TASK DIRECTIONS - Copy, from the entries below, each line in which the string "high" appears.

ENTRIES SUPPLIED -

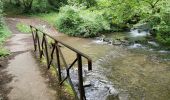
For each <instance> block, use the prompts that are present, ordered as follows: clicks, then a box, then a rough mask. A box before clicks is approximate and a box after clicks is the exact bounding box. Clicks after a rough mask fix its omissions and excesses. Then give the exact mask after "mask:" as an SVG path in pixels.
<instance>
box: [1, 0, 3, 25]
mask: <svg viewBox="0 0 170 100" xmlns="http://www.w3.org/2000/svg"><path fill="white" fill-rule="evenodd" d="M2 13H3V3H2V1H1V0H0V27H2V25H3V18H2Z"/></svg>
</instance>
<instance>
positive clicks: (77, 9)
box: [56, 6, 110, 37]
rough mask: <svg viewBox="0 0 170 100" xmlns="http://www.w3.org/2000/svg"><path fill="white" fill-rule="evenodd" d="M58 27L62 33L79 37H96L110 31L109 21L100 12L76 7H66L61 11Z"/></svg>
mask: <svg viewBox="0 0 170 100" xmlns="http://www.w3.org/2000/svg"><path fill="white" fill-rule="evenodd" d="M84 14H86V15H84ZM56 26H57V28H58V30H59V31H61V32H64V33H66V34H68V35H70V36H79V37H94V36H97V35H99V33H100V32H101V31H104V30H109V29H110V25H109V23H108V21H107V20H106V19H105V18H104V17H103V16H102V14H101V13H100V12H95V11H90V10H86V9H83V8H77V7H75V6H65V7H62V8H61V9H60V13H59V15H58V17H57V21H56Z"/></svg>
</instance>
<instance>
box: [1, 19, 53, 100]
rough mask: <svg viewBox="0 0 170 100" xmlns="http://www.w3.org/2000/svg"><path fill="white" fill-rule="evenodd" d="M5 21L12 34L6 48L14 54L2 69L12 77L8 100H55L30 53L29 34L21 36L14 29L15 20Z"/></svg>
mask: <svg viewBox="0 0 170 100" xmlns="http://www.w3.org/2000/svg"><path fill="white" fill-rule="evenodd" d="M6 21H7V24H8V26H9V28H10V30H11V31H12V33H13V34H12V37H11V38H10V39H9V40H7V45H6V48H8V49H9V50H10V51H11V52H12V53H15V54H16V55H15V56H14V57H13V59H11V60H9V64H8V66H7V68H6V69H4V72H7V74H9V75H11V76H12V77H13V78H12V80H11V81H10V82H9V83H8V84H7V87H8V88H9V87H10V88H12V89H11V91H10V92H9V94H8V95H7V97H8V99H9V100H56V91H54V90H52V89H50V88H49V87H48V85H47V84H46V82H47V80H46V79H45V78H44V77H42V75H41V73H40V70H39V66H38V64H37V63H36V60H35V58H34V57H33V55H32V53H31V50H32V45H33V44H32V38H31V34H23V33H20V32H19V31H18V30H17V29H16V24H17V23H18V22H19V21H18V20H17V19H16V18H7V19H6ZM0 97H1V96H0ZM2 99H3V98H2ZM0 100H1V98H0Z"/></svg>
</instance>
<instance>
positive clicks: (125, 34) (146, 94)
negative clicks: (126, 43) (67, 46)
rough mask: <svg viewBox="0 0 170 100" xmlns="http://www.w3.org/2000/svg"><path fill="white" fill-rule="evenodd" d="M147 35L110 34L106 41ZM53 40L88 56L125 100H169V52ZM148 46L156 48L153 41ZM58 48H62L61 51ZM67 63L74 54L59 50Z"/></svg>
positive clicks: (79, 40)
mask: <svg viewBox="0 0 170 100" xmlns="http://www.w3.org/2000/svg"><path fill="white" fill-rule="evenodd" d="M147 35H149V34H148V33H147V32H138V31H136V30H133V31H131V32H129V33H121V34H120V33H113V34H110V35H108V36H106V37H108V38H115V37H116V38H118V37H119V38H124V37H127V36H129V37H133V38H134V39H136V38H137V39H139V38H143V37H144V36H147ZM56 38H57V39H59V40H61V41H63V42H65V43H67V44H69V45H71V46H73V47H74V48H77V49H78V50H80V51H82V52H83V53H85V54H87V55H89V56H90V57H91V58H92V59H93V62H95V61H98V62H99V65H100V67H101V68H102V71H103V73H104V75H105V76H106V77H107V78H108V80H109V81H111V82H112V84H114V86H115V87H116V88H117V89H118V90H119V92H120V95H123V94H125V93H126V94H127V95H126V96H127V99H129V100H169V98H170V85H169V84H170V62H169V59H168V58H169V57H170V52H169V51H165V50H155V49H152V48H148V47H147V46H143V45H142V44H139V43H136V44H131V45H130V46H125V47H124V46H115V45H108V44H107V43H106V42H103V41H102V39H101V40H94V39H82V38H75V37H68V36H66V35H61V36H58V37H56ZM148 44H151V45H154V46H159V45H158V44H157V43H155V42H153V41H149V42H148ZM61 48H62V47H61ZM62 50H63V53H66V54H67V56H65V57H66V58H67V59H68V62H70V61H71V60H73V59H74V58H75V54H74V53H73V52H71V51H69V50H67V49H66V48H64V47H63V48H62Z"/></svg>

---

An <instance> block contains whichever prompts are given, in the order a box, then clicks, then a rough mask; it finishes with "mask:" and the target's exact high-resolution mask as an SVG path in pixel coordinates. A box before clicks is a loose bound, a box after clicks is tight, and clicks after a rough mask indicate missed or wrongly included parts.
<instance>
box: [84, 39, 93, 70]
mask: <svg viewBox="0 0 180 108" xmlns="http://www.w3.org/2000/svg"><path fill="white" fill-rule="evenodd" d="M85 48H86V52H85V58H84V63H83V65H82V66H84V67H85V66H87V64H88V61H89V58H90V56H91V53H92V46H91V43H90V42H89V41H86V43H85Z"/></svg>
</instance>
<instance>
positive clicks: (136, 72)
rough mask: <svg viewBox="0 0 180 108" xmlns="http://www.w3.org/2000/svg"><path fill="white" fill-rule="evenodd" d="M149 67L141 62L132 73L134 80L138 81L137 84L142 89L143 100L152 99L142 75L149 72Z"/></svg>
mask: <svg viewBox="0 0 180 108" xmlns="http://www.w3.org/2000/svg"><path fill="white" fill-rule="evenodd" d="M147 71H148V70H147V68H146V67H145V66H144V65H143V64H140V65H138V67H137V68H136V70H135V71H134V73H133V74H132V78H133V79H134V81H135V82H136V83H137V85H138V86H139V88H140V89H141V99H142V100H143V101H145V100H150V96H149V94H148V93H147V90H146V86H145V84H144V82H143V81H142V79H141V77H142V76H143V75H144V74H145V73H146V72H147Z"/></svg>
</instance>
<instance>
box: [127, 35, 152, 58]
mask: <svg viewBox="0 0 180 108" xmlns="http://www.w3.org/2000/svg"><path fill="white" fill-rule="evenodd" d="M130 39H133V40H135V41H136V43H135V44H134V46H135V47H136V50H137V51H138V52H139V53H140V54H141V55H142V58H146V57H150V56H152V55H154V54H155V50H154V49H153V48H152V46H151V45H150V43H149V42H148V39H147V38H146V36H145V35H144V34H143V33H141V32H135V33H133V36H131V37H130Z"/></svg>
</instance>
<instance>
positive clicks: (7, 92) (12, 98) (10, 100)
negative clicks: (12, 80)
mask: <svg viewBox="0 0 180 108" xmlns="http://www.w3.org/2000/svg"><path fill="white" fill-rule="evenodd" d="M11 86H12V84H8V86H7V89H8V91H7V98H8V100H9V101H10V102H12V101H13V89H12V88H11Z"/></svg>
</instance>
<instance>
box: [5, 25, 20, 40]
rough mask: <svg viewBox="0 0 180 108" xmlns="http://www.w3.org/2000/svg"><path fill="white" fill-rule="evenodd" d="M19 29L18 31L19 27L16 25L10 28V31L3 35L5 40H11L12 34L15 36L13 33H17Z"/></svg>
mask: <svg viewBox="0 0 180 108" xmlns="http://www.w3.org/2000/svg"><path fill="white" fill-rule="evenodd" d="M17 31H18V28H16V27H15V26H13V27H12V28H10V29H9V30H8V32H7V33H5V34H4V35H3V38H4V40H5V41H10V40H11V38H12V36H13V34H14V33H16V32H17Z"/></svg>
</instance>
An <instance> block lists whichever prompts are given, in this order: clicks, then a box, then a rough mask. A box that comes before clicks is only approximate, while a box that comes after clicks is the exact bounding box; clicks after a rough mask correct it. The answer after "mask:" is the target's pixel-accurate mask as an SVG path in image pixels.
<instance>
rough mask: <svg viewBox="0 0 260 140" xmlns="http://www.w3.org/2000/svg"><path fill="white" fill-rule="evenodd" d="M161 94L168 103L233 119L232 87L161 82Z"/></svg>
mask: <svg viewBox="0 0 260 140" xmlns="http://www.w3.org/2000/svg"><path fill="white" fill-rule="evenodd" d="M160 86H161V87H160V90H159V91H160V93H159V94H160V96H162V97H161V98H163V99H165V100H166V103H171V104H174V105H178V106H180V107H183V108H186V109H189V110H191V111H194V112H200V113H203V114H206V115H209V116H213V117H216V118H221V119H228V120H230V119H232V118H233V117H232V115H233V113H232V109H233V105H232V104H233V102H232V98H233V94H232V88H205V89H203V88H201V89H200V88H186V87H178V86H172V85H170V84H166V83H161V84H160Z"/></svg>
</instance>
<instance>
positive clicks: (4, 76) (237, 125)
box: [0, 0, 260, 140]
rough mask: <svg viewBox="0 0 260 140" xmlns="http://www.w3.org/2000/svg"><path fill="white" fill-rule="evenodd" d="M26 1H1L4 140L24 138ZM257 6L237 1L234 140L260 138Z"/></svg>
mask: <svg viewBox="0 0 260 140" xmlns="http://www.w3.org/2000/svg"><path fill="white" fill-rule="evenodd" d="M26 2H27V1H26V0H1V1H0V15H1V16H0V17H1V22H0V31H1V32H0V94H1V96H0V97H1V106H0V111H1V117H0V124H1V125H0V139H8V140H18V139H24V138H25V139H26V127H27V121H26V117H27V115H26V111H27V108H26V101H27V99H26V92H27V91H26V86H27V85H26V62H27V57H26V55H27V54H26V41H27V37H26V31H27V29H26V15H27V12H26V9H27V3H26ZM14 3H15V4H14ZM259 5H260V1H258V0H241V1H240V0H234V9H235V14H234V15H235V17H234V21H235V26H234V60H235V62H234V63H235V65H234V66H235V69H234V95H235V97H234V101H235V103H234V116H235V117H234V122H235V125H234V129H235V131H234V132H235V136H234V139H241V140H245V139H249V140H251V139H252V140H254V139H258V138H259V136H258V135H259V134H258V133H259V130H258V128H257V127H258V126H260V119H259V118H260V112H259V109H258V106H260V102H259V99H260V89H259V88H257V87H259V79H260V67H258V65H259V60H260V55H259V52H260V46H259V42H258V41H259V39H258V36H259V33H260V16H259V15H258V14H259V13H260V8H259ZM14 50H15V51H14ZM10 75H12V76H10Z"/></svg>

* * *

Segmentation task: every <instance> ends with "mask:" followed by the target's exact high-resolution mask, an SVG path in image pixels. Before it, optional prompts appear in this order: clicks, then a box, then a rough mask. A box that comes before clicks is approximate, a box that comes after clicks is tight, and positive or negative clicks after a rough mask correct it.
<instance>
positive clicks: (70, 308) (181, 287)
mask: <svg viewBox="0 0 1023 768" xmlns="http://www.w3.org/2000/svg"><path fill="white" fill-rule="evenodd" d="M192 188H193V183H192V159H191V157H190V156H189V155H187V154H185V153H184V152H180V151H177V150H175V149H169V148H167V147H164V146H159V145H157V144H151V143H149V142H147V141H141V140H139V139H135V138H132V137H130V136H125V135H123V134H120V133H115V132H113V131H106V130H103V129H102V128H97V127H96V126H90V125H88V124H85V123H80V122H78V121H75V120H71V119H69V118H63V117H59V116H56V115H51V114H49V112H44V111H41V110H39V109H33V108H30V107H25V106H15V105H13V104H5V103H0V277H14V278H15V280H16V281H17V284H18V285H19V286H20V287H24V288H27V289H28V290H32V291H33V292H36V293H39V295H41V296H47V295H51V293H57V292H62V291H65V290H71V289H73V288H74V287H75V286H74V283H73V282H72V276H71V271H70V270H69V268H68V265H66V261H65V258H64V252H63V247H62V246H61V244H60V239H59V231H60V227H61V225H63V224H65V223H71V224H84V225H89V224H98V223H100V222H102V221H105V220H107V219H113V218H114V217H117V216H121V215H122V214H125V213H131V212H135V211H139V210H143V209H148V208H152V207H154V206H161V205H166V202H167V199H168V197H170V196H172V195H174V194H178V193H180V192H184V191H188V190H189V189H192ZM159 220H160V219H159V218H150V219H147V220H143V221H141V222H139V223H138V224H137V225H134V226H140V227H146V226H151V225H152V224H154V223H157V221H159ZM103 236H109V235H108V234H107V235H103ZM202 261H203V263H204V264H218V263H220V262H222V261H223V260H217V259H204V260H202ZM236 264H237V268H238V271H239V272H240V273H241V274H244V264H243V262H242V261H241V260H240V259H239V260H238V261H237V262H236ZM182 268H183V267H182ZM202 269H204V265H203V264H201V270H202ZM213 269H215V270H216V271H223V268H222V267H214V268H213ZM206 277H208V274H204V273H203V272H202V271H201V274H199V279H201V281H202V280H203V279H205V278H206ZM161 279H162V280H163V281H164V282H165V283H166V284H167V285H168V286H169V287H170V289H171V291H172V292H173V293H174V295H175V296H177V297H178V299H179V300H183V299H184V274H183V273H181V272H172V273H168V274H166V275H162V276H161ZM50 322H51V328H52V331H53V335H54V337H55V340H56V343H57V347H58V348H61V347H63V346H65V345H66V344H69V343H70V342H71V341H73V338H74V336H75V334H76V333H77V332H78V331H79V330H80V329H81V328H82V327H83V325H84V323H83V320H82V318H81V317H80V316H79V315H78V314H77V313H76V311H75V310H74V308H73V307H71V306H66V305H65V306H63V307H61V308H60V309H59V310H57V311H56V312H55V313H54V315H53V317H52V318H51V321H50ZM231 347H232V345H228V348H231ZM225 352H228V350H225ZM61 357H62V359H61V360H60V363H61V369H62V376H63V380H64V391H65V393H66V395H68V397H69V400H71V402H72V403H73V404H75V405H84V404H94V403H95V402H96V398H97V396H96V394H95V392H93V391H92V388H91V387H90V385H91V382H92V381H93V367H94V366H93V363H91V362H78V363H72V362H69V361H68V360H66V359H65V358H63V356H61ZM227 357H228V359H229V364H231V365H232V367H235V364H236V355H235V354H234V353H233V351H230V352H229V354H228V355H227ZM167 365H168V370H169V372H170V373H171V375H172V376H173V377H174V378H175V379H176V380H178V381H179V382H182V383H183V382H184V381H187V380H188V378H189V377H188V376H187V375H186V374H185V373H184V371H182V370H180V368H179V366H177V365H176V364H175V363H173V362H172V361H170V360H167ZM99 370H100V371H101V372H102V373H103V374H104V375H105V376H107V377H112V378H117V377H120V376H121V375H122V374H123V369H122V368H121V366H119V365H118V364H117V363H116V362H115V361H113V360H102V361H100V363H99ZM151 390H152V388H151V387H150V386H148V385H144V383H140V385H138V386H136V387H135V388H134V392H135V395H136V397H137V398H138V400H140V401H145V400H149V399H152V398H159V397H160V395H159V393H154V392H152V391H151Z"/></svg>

SOLUTION TO THIS TASK -
An <instance> block contains whichever prompts are given, in the order a box, then clicks, then a rough mask; it finishes with "mask:" and the target's exact high-resolution mask as an SVG path in pixel coordinates. A box before clicks is a loose bound, a box after clicks is tight, and clicks after a rough mask indicate missed or wrongly included parts.
Segmentation task: every <instance> ends with "mask:" followed by the target's exact high-resolution mask, an SVG path in image pixels. Before it, optional prompts appear in this order: clicks, then a box, then a rough mask. A box that comes before clicks is approximate, a box that comes after clicks is tight, and positive or negative clicks after a rough mask correct it.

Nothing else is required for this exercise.